▸ Given records
--- START ---

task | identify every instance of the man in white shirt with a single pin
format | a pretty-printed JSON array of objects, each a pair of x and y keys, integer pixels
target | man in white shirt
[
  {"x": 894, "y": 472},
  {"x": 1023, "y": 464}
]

--- END ---

▸ Try it
Only an exact copy is wanted here: the line containing "format | a pretty-printed" and every later line, up to and including the last line of the listing.

▸ Reply
format | a pretty-printed JSON array of objects, each a pair of x and y keys, integer pixels
target | man in white shirt
[
  {"x": 894, "y": 472},
  {"x": 1023, "y": 464}
]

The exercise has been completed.